**Objetivo declarado A**
Copie do texto sobre a Bienal de Veneza o trecho que se inicia com as palavras "A questão é" e se encerra em "feiras de arte.".
**Objetivo declarado B**
Responda, com base no texto sobre a Bienal de Veneza:
(i) Que tipos de capitais são citados como exemplos do amplo espectro que gera valor?
(ii) Quem é o curador da 56ª edição da Bienal?
(iii) Até que data segue essa edição?
**Objetivo declarado C**
Retome o texto sobre a Bienal de Veneza e prossiga a partir do ponto em que ele se interrompe.

A questão é que tem ocorrido uma rearrumação do campo da arte no que diz respeito à sua economia, que se reflete na geopolítica da arte (o que pode ser aferido pela inclusão cada vez maior de artistas e curadores de regiões não hegemônicas como uma tentativa de expansão de mercado), nas formas de apresentação da arte e de organização de seus agentes. O conceito de mercado foi expandido, pois, na complexa ecologia atual das artes, mercado não diz respeito apenas à venda e compra de obras, mas a um amplo espectro de capitais (simbólicos, sociais, culturais etc.) que gera valor. Portanto, eventos mercadológicos ganham cada vez mais caráter crítico e curatorial e as regras do mercado ficaram mais sutis e multifacetadas, gerando a percepção de que feiras de arte estão ficando cada vez mais parecidas com bienais e as bienais com as feiras de arte.


Obras de Joan Jonas discutem a mudança climática. Foto: Divulgação/Bienal de Veneza

QUESTÕES URGENTES
Este preâmbulo é importante para compreendermos o contexto no qual se situa a Bienal de Veneza. Sua 56ª edição – que segue até 22 de novembro – tem como mote norteador Todos os futuros do mundo, escolhido por seu primeiro curador africano, o prestigiado Okwui Enwezor. Entretanto, trata-se de uma exposição que se baseia em grandes nomes da arte, sem um caráter prospectivo, o que era de se esperar de uma mostra que leva em seu título a palavra “futuros”. O curador apresenta uma mostra elegante com obras que mapeiam diversas questões urgentes da nossa contemporaneidade, como imigrações, precarização do trabalho e da vida, a fragilidade das identidades e das certezas, mas sem muitos riscos, sem grande frescor, quase uma versão esmaecida de sua potente edição da Documenta de Kassel, que revirou paradigmas do mundo da arte há 13 anos.

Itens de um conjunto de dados
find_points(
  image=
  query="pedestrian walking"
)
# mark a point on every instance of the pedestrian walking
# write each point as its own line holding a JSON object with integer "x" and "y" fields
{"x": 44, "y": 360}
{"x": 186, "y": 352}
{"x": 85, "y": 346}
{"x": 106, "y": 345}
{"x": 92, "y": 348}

**Resposta A**
A questão é que tem ocorrido uma rearrumação do campo da arte no que diz respeito à sua economia, que se reflete na geopolítica da arte (o que pode ser aferido pela inclusão cada vez maior de artistas e curadores de regiões não hegemônicas como uma tentativa de expansão de mercado), nas formas de apresentação da arte e de organização de seus agentes. O conceito de mercado foi expandido, pois, na complexa ecologia atual das artes, mercado não diz respeito apenas à venda e compra de obras, mas a um amplo espectro de capitais (simbólicos, sociais, culturais etc.) que gera valor. Portanto, eventos mercadológicos ganham cada vez mais caráter crítico e curatorial e as regras do mercado ficaram mais sutis e multifacetadas, gerando a percepção de que feiras de arte estão ficando cada vez mais parecidas com bienais e as bienais com as feiras de arte.

**Resposta B**
(i) Simbólicos, sociais, culturais etc.
(ii) Okwui Enwezor.
(iii) Até 22 de novembro.

**Resposta C**
Teria Enwezor ficado mais conservador ou seria o estado das coisas que não permite bienais mais vivazes e imprevisíveis? Há algumas pistas que podemos seguir para elucidar essa questão. Como a bienal não possui orçamento fixo para bancar seu projeto curatorial, a participação de artistas tem que ser garantida por galerias e instituições privadas, situação que favorece a presença de artistas, mesmo jovens, representados por galerias mais estabelecidas. Além disso, numa época de mundo artístico globalizado, pesquisar artistas tornou-se um périplo mundo afora e muitos curadores passaram a basear suas investigações em suas visitas pagas às feiras de arte (muitos são convidados para eventos teóricos, mas também para simplesmente figurarem na lista de participantes e verem as galerias) ou mesmo em consultas às grandes galerias de arte. Poucos têm financiamento ou tempo para realmente viajar para os cinco continentes a fim de conhecer artistas sem galerias ou sem reconhecimento institucional internacional e seus contextos. Como resultado, notamos pouca renovação no que é mostrado internacionalmente.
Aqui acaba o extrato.